* _What you are asked to do_
Repeat every entry exactly. Pictures stay out.

* _Extracted records_

● ● ● ● ● ● ●

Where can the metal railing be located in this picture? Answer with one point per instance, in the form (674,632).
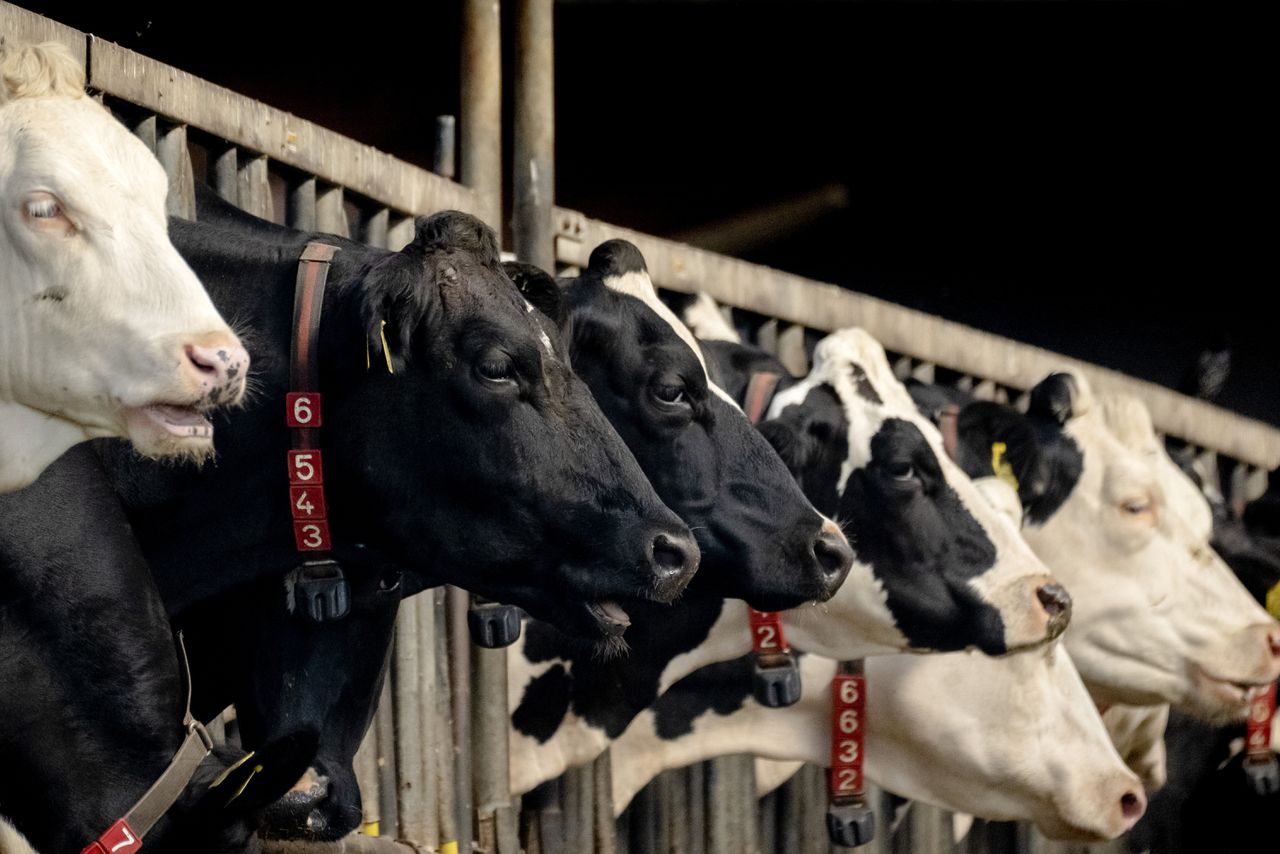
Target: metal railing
(420,777)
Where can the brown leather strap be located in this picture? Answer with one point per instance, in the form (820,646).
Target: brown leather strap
(759,394)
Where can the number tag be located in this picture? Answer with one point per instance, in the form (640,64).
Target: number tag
(305,469)
(302,409)
(311,535)
(307,502)
(848,707)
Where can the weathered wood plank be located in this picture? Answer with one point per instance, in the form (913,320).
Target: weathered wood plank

● ● ● ● ● ● ●

* _Your response_
Where can the metal railing be located in this picture? Answer with one point per instance, in the form (674,632).
Target: metal railing
(420,777)
Where can the brown leather strap be located in this picture? Answer with one point per instance, in the form (820,646).
Target: brown leather strap
(759,394)
Where can the number tag be located in this picture? Answer with one point per instance, in the form (640,64).
Target: number tag
(305,469)
(302,409)
(311,535)
(307,502)
(848,707)
Where can the weathered wood plank be located in this picture? Answer with one point per instance, in the form (913,320).
Target: weathered wood plank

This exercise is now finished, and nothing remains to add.